● **Task**
Repeat, line for line, only the span that opens at the "Would you mind marking the concrete" line and closes at the final line below. Skip the pictures.

● **Available data**
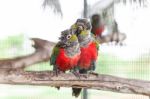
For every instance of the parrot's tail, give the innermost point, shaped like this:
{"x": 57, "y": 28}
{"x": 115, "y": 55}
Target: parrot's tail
{"x": 76, "y": 91}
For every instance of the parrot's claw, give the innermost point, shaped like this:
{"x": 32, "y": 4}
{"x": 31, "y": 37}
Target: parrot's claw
{"x": 55, "y": 73}
{"x": 93, "y": 73}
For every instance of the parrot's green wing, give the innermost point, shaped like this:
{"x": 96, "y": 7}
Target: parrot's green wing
{"x": 54, "y": 55}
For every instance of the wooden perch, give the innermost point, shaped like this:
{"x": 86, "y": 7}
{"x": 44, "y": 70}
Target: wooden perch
{"x": 42, "y": 53}
{"x": 100, "y": 82}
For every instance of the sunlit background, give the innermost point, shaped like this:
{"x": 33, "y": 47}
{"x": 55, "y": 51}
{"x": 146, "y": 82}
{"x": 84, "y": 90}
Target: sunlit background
{"x": 23, "y": 19}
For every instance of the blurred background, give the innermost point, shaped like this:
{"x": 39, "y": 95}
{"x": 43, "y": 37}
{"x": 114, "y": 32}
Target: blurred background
{"x": 45, "y": 19}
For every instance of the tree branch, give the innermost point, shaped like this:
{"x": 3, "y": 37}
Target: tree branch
{"x": 99, "y": 82}
{"x": 42, "y": 53}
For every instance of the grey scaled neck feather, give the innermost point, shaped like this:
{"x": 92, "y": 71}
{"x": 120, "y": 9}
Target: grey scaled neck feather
{"x": 84, "y": 42}
{"x": 72, "y": 50}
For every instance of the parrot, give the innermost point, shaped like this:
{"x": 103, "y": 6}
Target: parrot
{"x": 66, "y": 53}
{"x": 88, "y": 46}
{"x": 97, "y": 26}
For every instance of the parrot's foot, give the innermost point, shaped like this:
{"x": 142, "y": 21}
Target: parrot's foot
{"x": 93, "y": 73}
{"x": 55, "y": 73}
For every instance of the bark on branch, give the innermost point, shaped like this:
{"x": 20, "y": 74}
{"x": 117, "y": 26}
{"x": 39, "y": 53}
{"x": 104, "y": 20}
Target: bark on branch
{"x": 100, "y": 82}
{"x": 42, "y": 53}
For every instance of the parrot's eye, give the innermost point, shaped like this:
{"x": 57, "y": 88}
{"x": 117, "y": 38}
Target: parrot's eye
{"x": 68, "y": 36}
{"x": 81, "y": 27}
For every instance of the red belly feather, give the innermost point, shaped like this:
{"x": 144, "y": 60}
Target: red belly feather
{"x": 98, "y": 31}
{"x": 64, "y": 62}
{"x": 88, "y": 54}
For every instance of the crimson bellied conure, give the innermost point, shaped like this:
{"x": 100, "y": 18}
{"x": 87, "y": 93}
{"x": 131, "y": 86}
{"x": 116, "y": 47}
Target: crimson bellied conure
{"x": 97, "y": 26}
{"x": 66, "y": 53}
{"x": 88, "y": 46}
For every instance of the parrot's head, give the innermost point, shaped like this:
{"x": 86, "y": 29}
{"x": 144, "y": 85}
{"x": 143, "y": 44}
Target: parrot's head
{"x": 68, "y": 38}
{"x": 84, "y": 36}
{"x": 81, "y": 25}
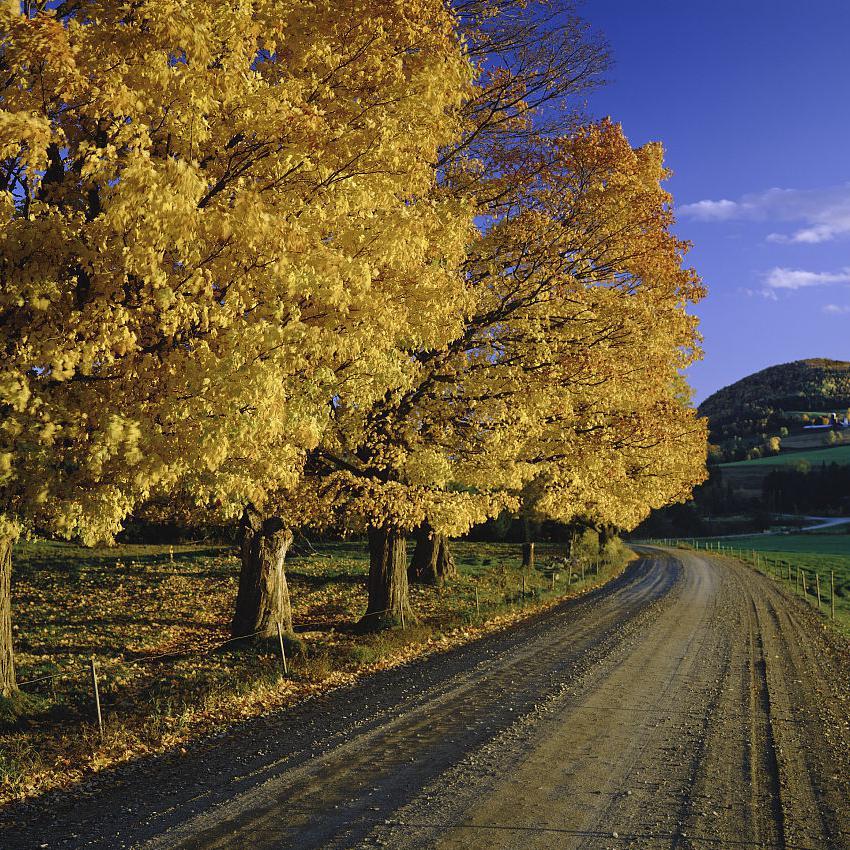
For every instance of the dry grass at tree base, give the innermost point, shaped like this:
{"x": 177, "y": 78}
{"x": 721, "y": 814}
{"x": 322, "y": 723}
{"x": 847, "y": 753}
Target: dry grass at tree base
{"x": 130, "y": 604}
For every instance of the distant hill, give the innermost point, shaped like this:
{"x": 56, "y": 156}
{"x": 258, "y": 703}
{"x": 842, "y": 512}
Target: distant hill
{"x": 779, "y": 397}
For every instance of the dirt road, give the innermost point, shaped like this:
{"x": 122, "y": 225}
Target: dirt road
{"x": 689, "y": 704}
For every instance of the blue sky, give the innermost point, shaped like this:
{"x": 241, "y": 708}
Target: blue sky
{"x": 752, "y": 101}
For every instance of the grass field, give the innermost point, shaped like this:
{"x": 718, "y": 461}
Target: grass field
{"x": 837, "y": 454}
{"x": 813, "y": 553}
{"x": 154, "y": 618}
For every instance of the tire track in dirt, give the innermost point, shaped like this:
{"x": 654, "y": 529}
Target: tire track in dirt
{"x": 689, "y": 704}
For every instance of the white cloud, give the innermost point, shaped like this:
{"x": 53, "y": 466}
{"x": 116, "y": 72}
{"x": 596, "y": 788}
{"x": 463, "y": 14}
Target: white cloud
{"x": 783, "y": 278}
{"x": 820, "y": 215}
{"x": 711, "y": 210}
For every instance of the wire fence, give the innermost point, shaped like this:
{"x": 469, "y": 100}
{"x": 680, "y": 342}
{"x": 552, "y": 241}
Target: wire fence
{"x": 565, "y": 572}
{"x": 813, "y": 585}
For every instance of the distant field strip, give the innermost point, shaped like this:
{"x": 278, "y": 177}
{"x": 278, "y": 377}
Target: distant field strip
{"x": 814, "y": 553}
{"x": 839, "y": 454}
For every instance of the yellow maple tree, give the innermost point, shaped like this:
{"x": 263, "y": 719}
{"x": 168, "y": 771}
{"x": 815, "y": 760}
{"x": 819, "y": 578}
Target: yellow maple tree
{"x": 215, "y": 217}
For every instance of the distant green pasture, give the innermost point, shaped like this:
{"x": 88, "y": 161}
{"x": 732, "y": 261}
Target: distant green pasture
{"x": 838, "y": 454}
{"x": 813, "y": 553}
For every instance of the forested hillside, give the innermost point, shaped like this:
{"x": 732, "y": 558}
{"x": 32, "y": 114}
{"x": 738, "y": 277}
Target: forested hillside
{"x": 787, "y": 395}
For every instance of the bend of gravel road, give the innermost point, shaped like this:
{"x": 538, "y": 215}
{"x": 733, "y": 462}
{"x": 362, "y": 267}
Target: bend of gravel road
{"x": 687, "y": 704}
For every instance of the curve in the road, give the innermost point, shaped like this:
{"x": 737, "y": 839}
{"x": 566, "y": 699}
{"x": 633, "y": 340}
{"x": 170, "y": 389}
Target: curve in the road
{"x": 687, "y": 704}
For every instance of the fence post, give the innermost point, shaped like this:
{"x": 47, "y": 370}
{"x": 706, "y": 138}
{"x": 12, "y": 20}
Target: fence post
{"x": 282, "y": 650}
{"x": 832, "y": 592}
{"x": 96, "y": 696}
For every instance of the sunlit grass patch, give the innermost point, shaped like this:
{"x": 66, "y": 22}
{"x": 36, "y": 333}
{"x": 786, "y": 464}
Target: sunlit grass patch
{"x": 154, "y": 619}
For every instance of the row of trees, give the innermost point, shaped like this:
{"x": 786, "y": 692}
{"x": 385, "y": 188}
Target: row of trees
{"x": 358, "y": 265}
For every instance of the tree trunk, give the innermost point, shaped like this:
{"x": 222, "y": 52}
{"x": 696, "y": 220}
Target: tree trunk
{"x": 263, "y": 598}
{"x": 432, "y": 561}
{"x": 7, "y": 660}
{"x": 606, "y": 534}
{"x": 388, "y": 600}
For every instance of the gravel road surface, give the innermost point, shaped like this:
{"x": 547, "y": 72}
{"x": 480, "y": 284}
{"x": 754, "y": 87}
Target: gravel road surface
{"x": 688, "y": 704}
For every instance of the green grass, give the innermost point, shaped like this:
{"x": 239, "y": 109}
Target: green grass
{"x": 129, "y": 605}
{"x": 815, "y": 457}
{"x": 814, "y": 553}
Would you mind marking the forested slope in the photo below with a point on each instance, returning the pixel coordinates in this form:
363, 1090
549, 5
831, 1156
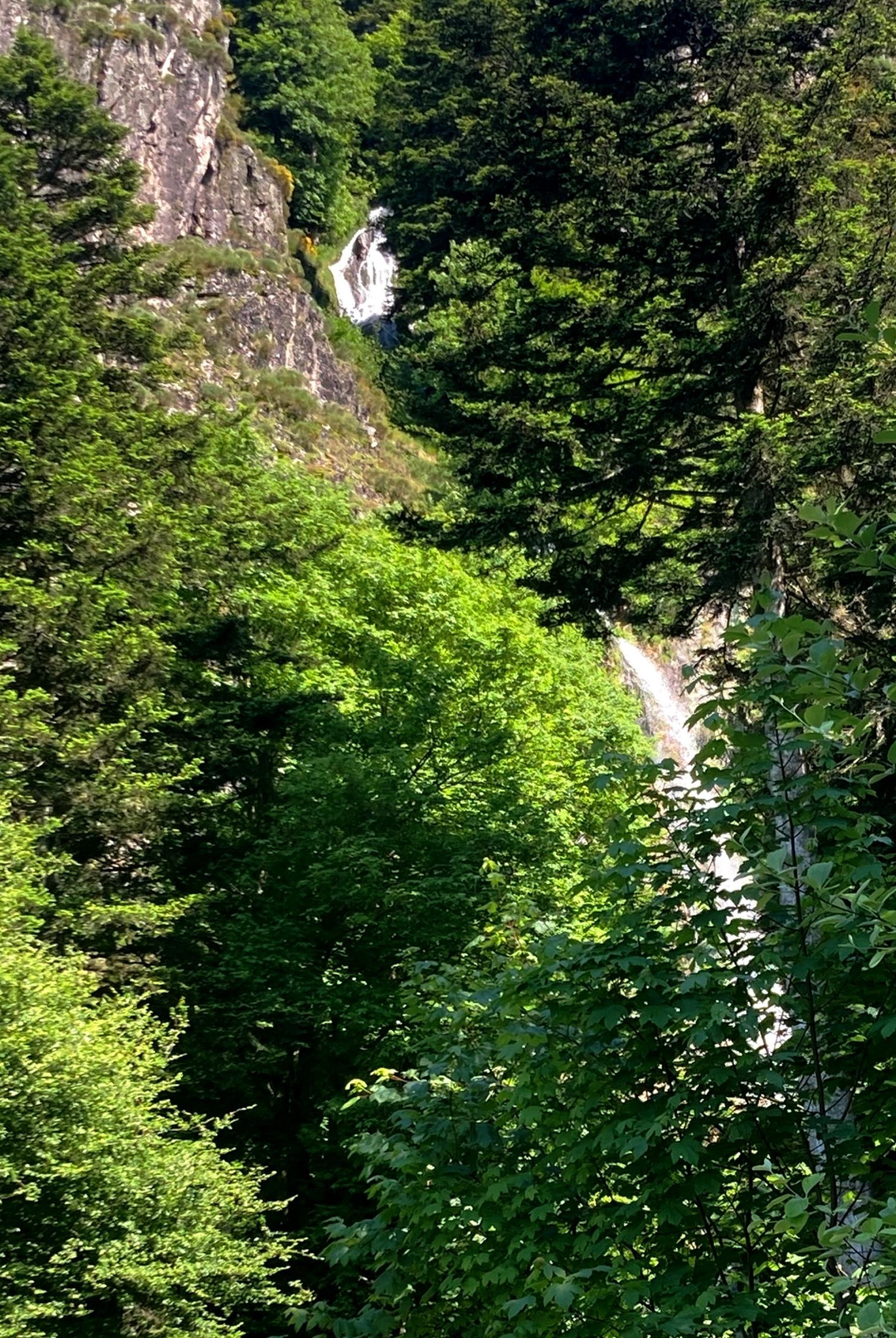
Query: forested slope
361, 973
260, 759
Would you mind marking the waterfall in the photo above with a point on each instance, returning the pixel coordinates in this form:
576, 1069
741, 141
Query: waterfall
666, 712
364, 276
665, 708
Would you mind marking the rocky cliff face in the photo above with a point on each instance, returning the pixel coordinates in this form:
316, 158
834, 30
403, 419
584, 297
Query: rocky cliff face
162, 71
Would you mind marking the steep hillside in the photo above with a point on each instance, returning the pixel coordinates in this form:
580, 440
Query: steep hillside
261, 339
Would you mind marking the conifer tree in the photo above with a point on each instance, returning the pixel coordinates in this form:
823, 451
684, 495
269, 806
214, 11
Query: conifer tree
661, 216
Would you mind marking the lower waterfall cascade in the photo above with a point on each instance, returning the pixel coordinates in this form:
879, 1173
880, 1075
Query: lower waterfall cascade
364, 275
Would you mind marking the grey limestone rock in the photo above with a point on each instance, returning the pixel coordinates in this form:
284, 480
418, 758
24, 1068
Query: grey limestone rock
164, 73
272, 323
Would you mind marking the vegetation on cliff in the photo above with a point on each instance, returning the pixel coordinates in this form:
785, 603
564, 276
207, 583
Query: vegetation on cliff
484, 1023
261, 750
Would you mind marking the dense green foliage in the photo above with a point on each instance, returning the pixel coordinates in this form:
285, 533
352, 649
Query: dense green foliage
117, 1214
308, 90
631, 234
451, 731
673, 1114
315, 804
265, 751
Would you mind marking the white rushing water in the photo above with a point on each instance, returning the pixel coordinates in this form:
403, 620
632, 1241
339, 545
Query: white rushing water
666, 711
665, 708
366, 272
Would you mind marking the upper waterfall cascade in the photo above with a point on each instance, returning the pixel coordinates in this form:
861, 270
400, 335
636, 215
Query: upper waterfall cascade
665, 707
366, 272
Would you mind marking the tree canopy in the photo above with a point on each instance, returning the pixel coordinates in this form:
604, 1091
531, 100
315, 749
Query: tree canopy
631, 236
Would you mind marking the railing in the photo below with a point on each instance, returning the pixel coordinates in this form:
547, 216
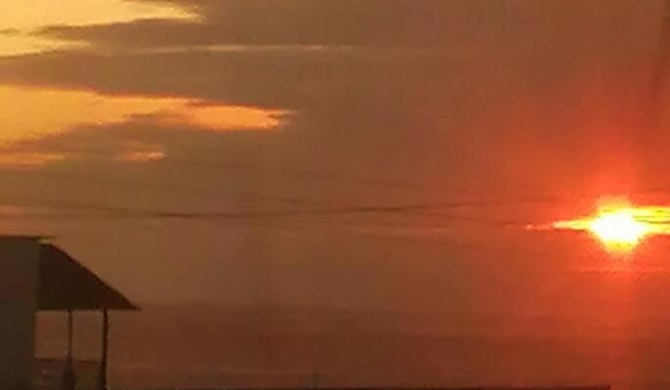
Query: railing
49, 374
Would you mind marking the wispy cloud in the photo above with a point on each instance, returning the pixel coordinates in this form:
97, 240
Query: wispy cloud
22, 20
58, 111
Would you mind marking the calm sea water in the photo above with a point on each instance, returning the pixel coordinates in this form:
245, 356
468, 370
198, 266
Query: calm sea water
224, 349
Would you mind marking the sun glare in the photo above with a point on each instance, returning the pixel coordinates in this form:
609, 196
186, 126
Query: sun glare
619, 228
622, 226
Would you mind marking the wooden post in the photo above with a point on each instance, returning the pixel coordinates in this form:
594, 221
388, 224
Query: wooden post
70, 338
104, 354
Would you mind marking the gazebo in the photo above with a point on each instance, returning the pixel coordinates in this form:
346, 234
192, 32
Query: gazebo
39, 276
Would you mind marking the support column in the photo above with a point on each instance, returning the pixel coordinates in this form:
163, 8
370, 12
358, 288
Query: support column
104, 354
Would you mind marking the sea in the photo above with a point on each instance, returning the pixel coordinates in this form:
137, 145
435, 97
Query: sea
168, 347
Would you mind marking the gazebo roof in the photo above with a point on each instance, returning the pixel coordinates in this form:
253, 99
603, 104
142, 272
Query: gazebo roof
65, 284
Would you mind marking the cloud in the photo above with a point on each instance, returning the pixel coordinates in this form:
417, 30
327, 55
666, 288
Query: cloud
370, 23
22, 18
54, 111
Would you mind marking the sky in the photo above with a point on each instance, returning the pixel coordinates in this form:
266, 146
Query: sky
235, 151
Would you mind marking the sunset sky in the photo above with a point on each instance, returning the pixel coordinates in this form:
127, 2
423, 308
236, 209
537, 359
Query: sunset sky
266, 117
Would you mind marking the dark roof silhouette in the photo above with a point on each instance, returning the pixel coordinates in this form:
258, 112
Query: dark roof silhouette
64, 284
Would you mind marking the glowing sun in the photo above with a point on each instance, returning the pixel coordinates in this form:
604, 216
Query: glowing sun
621, 227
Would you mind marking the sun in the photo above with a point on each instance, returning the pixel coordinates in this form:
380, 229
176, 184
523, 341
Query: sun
620, 225
618, 228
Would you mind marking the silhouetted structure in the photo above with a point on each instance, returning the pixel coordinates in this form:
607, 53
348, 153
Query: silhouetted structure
38, 276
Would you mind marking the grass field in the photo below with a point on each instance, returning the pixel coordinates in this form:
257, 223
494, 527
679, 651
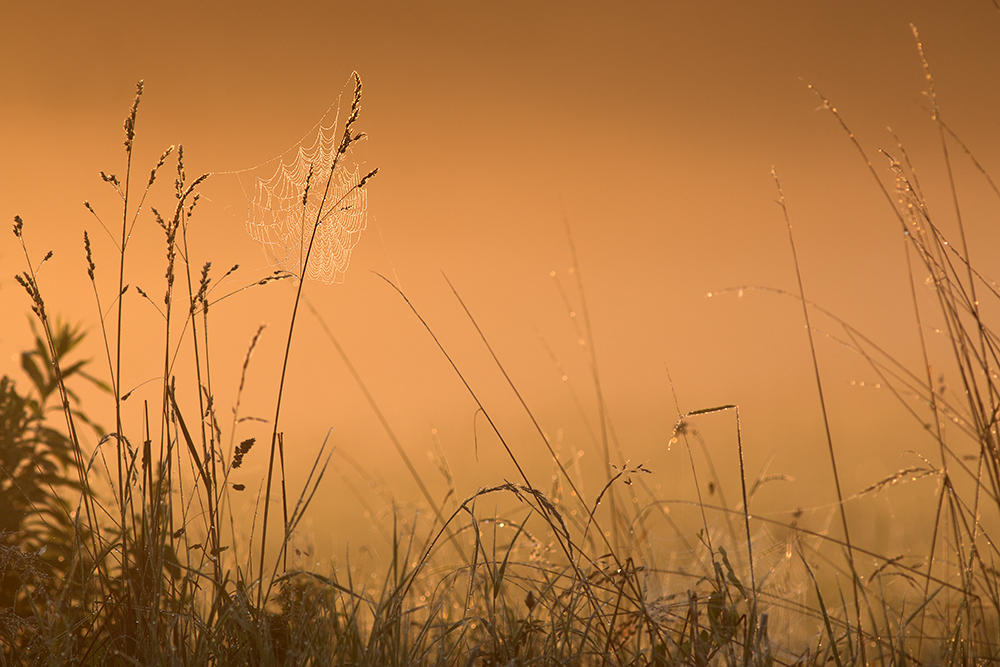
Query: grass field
128, 552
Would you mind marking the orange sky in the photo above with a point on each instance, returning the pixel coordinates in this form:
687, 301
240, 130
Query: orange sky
651, 127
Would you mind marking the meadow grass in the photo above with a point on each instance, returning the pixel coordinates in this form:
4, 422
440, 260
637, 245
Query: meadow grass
127, 553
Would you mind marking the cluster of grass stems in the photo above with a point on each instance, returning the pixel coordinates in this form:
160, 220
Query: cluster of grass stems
153, 572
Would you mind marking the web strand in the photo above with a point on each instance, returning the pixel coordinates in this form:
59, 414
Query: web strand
282, 224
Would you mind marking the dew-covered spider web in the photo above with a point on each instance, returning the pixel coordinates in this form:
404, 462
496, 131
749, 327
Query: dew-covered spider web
279, 220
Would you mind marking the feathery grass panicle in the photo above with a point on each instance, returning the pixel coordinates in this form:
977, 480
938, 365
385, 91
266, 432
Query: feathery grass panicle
157, 570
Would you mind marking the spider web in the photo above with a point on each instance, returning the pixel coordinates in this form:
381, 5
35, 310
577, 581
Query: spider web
283, 225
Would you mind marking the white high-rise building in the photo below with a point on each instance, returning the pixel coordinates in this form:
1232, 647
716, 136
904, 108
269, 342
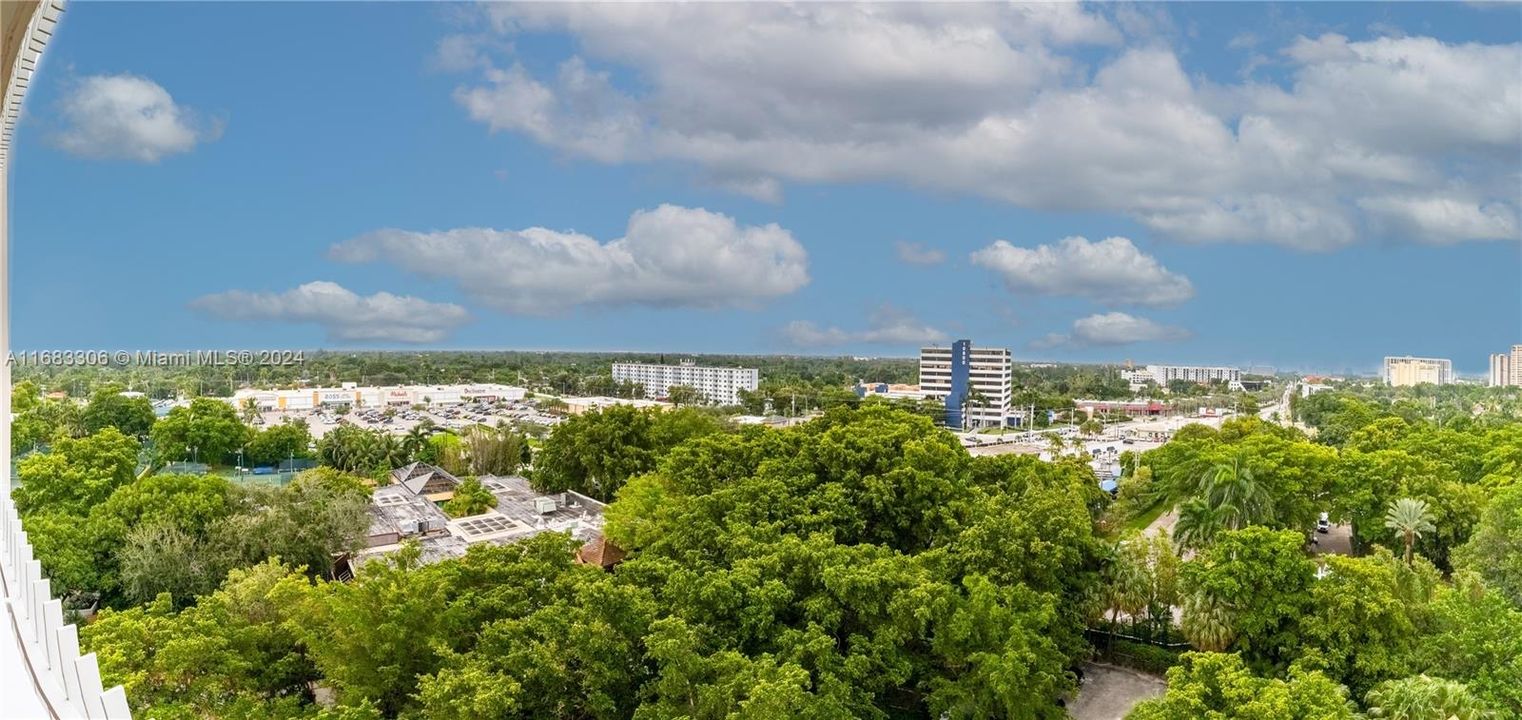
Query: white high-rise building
1501, 369
976, 384
719, 385
1407, 370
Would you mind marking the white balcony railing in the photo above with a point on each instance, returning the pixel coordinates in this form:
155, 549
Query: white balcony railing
67, 684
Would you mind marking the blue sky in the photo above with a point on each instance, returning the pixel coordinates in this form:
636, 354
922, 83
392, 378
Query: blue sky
1308, 186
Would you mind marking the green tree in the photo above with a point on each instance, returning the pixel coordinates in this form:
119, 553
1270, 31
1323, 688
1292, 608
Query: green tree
1425, 697
1219, 687
1408, 518
1495, 550
493, 451
235, 653
283, 442
110, 408
75, 475
1264, 580
308, 522
597, 452
1475, 637
1367, 617
471, 498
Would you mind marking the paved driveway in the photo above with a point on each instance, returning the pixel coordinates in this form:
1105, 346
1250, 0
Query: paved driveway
1110, 691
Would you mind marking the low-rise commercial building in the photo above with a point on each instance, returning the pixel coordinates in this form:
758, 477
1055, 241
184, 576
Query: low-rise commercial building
719, 385
408, 509
1133, 408
358, 396
577, 405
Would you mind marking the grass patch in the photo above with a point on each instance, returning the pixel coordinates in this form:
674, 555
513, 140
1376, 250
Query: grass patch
1145, 518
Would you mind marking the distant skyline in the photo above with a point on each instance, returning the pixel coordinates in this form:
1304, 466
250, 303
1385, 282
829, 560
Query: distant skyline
1302, 186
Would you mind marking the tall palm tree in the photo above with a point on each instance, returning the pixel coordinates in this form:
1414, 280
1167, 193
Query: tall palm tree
1410, 518
1198, 524
248, 410
416, 439
1207, 623
1055, 445
1238, 495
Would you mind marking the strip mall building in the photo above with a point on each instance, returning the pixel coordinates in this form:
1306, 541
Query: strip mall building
393, 396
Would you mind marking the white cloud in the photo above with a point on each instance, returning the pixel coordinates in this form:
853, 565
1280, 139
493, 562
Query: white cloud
127, 117
888, 326
1113, 329
991, 101
346, 315
668, 258
915, 253
1436, 218
1110, 271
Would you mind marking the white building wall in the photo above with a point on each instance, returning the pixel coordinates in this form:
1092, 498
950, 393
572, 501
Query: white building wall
719, 385
1194, 373
1499, 370
1407, 370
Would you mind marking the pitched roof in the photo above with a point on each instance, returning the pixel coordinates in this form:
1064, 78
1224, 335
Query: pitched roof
600, 553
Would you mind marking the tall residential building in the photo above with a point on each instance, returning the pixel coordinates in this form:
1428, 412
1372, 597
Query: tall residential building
1163, 375
1407, 370
1501, 369
719, 385
976, 384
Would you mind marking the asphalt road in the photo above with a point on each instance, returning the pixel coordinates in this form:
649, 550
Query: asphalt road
1110, 691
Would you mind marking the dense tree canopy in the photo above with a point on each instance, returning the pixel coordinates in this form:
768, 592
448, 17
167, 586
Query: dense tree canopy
110, 408
1219, 687
598, 451
206, 431
76, 474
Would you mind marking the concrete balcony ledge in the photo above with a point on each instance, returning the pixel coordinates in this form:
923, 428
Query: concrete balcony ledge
41, 672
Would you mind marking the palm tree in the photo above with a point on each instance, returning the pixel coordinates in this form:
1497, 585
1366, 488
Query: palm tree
416, 439
1198, 524
1422, 697
250, 410
1238, 495
1055, 443
1207, 623
1410, 518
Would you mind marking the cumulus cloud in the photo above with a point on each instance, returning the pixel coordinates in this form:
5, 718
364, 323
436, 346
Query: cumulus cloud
1110, 271
888, 326
915, 253
982, 99
1113, 329
346, 315
127, 117
668, 258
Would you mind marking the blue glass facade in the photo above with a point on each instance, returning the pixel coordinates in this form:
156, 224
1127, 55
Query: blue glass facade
961, 375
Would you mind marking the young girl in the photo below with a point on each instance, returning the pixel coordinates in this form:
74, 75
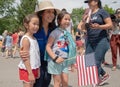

● **Output**
Would you mind marking the concrete balcony ledge in the photo above with a point on each instance, returning the pixel coordinates in this form:
923, 428
Query: concrete balcony ledge
41, 672
Would you mind marking the palm tree in the photo above with a point on each instance, returning the pixel coordinates in this form:
1497, 585
1366, 488
Query: palm tree
416, 439
1198, 524
1422, 697
250, 410
1238, 495
1055, 443
1207, 623
1410, 518
Would you mind marking the cumulus cloud in the photo above with a point on each instance, returning the pixel coordinates in this form:
5, 718
364, 323
436, 346
Query: cumulus cloud
1110, 271
888, 326
915, 253
982, 99
1113, 329
346, 315
127, 117
668, 258
Would you mind marking the blue glass facade in the photo above with a point on each instance, returning the pixel coordinates in this form:
156, 224
1127, 55
Query: blue glass facade
961, 375
Would you mind marking the young girl in the photo below with a point on each instance, returning the pixel coordinates in this form:
74, 75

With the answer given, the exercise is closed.